TASK TO COMPLETE>
Every entry must be printed again exactly, with nothing left out.

SUPPLIED DATA>
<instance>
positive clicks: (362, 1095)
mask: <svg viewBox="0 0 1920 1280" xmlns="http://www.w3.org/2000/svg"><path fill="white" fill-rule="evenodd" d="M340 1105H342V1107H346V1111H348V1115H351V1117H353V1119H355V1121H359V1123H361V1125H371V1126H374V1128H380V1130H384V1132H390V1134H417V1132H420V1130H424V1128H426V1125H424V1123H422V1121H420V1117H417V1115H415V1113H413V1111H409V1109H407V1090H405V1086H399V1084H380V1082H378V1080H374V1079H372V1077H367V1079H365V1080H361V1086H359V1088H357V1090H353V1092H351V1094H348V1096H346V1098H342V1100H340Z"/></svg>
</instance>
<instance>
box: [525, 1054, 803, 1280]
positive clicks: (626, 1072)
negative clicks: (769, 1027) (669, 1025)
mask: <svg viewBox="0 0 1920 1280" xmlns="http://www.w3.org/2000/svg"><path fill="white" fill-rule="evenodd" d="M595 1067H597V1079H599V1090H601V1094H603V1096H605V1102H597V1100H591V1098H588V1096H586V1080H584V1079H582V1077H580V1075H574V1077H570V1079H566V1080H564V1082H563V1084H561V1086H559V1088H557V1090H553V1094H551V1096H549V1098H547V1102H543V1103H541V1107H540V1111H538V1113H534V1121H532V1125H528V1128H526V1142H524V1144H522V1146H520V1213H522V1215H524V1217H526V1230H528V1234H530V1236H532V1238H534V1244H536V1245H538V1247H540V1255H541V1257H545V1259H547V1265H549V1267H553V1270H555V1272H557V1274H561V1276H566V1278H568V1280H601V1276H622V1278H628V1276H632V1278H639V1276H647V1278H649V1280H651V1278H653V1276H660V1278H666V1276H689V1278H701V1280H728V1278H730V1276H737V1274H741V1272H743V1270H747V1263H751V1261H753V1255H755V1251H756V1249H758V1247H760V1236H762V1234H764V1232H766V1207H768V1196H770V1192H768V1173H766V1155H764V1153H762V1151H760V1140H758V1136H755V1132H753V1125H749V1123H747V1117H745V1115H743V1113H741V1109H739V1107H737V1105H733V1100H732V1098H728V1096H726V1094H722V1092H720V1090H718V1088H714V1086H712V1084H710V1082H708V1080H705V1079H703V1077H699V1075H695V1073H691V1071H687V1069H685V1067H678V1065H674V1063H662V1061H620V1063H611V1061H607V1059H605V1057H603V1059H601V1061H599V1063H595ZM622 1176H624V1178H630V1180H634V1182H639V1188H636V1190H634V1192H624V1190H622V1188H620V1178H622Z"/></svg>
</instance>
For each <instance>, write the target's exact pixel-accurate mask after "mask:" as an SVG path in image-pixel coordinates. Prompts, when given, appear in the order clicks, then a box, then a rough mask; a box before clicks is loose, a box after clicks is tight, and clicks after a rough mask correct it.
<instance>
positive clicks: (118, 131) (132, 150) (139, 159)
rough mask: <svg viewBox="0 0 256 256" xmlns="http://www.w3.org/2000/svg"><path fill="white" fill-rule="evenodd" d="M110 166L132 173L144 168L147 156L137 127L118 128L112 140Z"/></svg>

WRITTEN RESPONSE>
<instance>
positive clicks: (362, 1095)
mask: <svg viewBox="0 0 1920 1280" xmlns="http://www.w3.org/2000/svg"><path fill="white" fill-rule="evenodd" d="M340 1105H342V1107H346V1111H348V1115H351V1117H353V1119H355V1121H359V1123H361V1125H371V1126H374V1128H380V1130H384V1132H390V1134H417V1132H420V1130H424V1128H426V1125H424V1123H422V1121H420V1117H417V1115H415V1113H413V1111H409V1109H407V1090H405V1086H399V1084H380V1082H378V1080H374V1079H372V1077H367V1079H365V1080H361V1086H359V1088H357V1090H353V1092H351V1094H348V1096H346V1098H342V1100H340Z"/></svg>
</instance>
<instance>
box: [525, 1054, 803, 1280]
positive clicks: (626, 1072)
negative clicks: (769, 1027) (669, 1025)
mask: <svg viewBox="0 0 1920 1280" xmlns="http://www.w3.org/2000/svg"><path fill="white" fill-rule="evenodd" d="M595 1067H597V1079H599V1090H601V1094H603V1096H605V1102H597V1100H591V1098H588V1096H586V1080H584V1079H582V1077H580V1075H574V1077H570V1079H566V1080H564V1082H563V1084H561V1086H559V1088H557V1090H553V1094H551V1096H549V1098H547V1102H543V1103H541V1107H540V1111H538V1113H534V1121H532V1125H528V1128H526V1142H524V1144H522V1146H520V1213H522V1215H524V1217H526V1230H528V1234H530V1236H532V1238H534V1244H536V1245H538V1247H540V1255H541V1257H545V1259H547V1265H549V1267H553V1270H555V1272H557V1274H561V1276H566V1278H568V1280H601V1276H622V1278H628V1276H632V1278H639V1276H647V1278H649V1280H651V1278H653V1276H660V1278H666V1276H689V1278H701V1280H728V1278H730V1276H737V1274H741V1272H743V1270H747V1263H751V1261H753V1255H755V1251H756V1249H758V1247H760V1236H762V1234H764V1232H766V1207H768V1196H770V1192H768V1173H766V1155H764V1153H762V1151H760V1140H758V1136H755V1132H753V1125H749V1123H747V1117H745V1115H743V1113H741V1109H739V1107H737V1105H733V1100H732V1098H728V1096H726V1094H722V1092H720V1090H718V1088H714V1086H712V1084H710V1082H708V1080H705V1079H703V1077H699V1075H695V1073H691V1071H687V1069H685V1067H678V1065H674V1063H662V1061H620V1063H611V1061H607V1059H605V1057H603V1059H601V1061H599V1063H595ZM622 1176H624V1178H630V1180H634V1182H639V1188H636V1190H634V1192H624V1190H622V1188H620V1178H622Z"/></svg>
</instance>
For each <instance>, write the target's exact pixel-accurate mask after "mask:" as an SVG path in image-pixel coordinates. Prompts, when given, appear in the order clicks, then a box, then a rough mask; a box before clicks is loose, a box after clicks is tight, and clicks after a rough mask correct it.
<instance>
positive clicks: (118, 131) (132, 150) (139, 159)
rough mask: <svg viewBox="0 0 256 256" xmlns="http://www.w3.org/2000/svg"><path fill="white" fill-rule="evenodd" d="M110 166L132 173L144 168L147 156L137 127L118 128L112 140Z"/></svg>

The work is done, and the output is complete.